Exercise goal -
Would you transcribe the whole listing exactly and drop its images?

%%

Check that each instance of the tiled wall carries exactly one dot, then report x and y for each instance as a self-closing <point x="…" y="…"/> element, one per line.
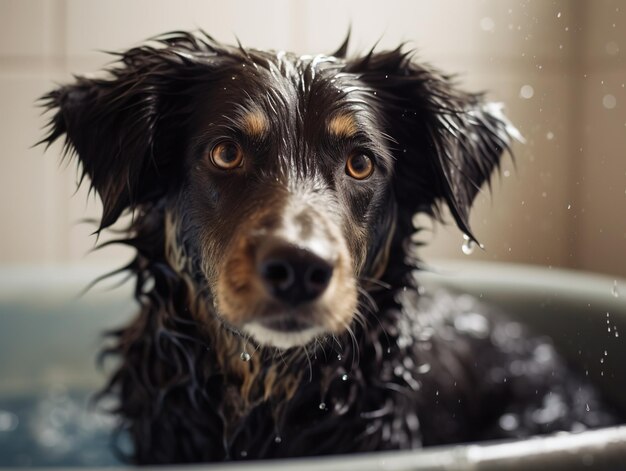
<point x="558" y="205"/>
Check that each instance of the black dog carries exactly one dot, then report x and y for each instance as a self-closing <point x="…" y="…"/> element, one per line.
<point x="273" y="199"/>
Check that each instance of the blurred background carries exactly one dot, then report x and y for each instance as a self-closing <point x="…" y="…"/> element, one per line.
<point x="559" y="67"/>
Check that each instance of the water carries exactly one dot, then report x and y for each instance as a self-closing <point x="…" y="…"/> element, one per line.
<point x="468" y="245"/>
<point x="55" y="428"/>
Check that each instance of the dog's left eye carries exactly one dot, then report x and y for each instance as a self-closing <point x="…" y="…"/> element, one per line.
<point x="359" y="166"/>
<point x="227" y="155"/>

%%

Your response -
Check that each instance of the tiled wall carries exactly one dot, then report x and y for each instance as a self-closing <point x="…" y="…"/> element, one per line.
<point x="558" y="205"/>
Check that each instance of the black dog carries exactly one dot, then report x and y for each instance as a self-closing <point x="…" y="…"/> element, one per line.
<point x="273" y="199"/>
Check that each instance of the blurred background carries exactly one dot, then report x and y for each instance as a self-closing <point x="…" y="…"/> element, one per line.
<point x="559" y="67"/>
Check that each instance of the water carries exactly one dot, then report x and y for each instance as a self-closing <point x="…" y="…"/> element, one per line.
<point x="468" y="245"/>
<point x="55" y="428"/>
Check that each instance of the dog's left eye carries exactly one dot, then report x and y for each instance as a self-closing <point x="…" y="…"/> element, one per line.
<point x="359" y="166"/>
<point x="227" y="155"/>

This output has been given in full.